● Supplied text:

* Begin *

Sara: I also think it puts this insane amount of pressure on your career. It’s a little bit like a relationship. If you have a healthy relationship, that person isn’t going to be giving you all your joy. You have to find happiness yourself. Then you come together as whole people. I really think that’s a similar analogy to what works best for a career. You have to be a happy person and an excited person about what you’re doing, willing to take all the bumps in the road, all the hurdles, all the setbacks — and there will be them, even when you find your “passion” or find what you’re meant to do.
This idea that your career has to make you happy all the time is ridiculous. I’m sure you love your career. I love what I do. I am obsessed with being a writer. I can’t imagine doing anything else. It’s the reason why I’ve hustled and done all these brand-new things, so many ghostwriting things, to stay in this world. There are times where it’s very humbling. There’s a lot of rejection. It can be frustrating. I have kids too. Sometimes I’m up until two in the morning trying to make a deadline when maybe I don’t love my career so much. At the same time, I would never do anything else. When you take out this idea that your career has to be this passion and make you happy, then you can be a little bit more realistic about what you’re good at, and what you like to do, and where you’re definitely going to be happiest, but it’s not perfect.
Zibby: Right. It’s still work. You still have to try really hard.

* End *

● Dataset excerpts:
* Begin *

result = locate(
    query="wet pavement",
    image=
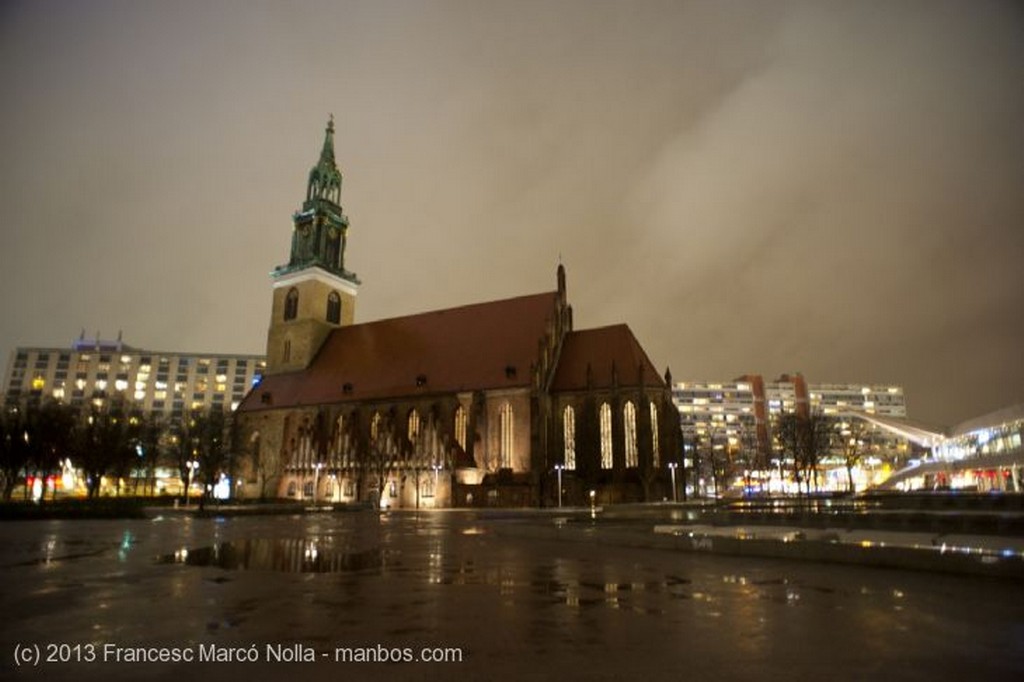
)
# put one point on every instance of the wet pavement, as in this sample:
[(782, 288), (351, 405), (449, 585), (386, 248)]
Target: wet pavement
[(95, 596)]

* End *
* Begin *

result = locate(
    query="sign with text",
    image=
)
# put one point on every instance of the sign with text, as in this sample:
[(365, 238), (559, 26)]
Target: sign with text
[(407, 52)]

* End *

● Task to carry out: In the conversation about careers, what does Sara say the pressure on a career is a little bit like?

● Answer to the task: A relationship.